Written exercise
Retype each of the rows below word for word, but leave the pictures out.

(Box annotations for photos)
==*==

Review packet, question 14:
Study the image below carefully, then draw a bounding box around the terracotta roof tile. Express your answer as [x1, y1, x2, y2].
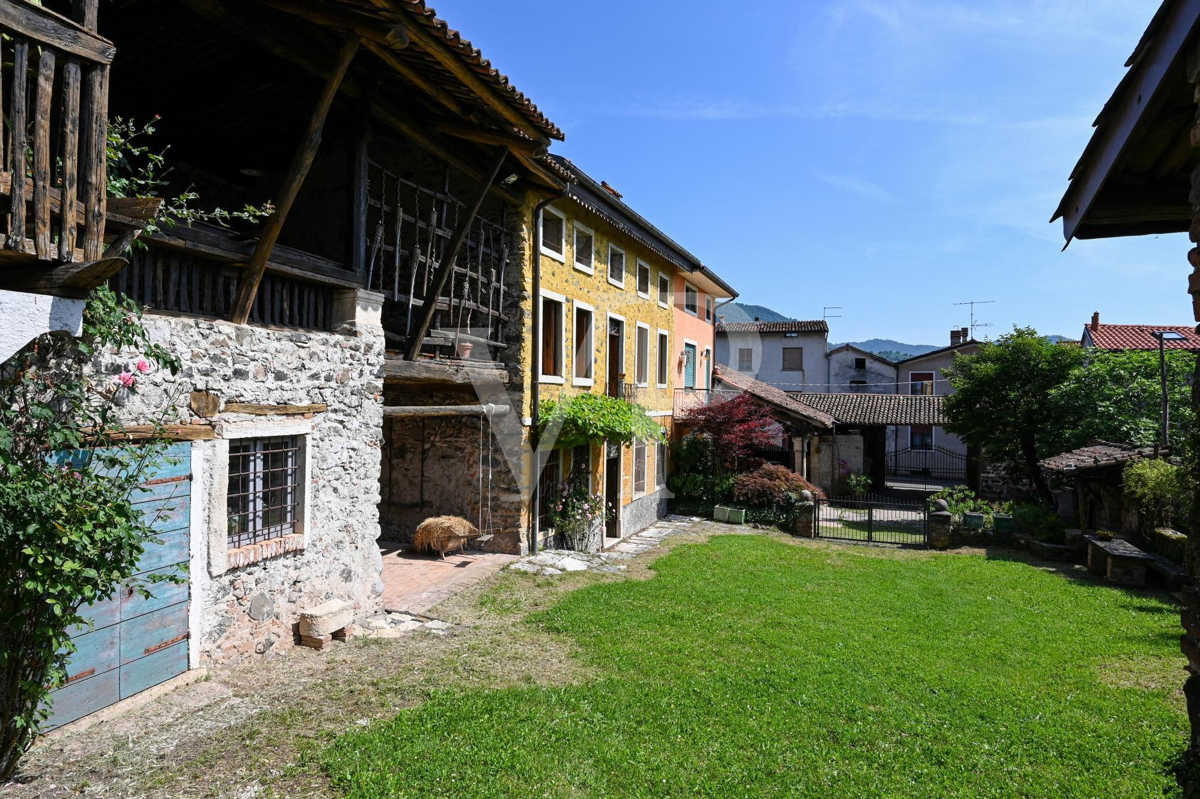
[1040, 440, 1169, 474]
[788, 392, 946, 425]
[713, 364, 834, 429]
[716, 319, 829, 334]
[1084, 324, 1200, 349]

==*==

Reply
Review packet, question 14:
Study the image below carefully, then draw a bounding box around the terracotta roof tile. Express your answer as [x1, y1, x2, y2].
[1040, 440, 1169, 474]
[788, 392, 946, 425]
[713, 364, 834, 429]
[716, 319, 829, 334]
[1084, 324, 1200, 349]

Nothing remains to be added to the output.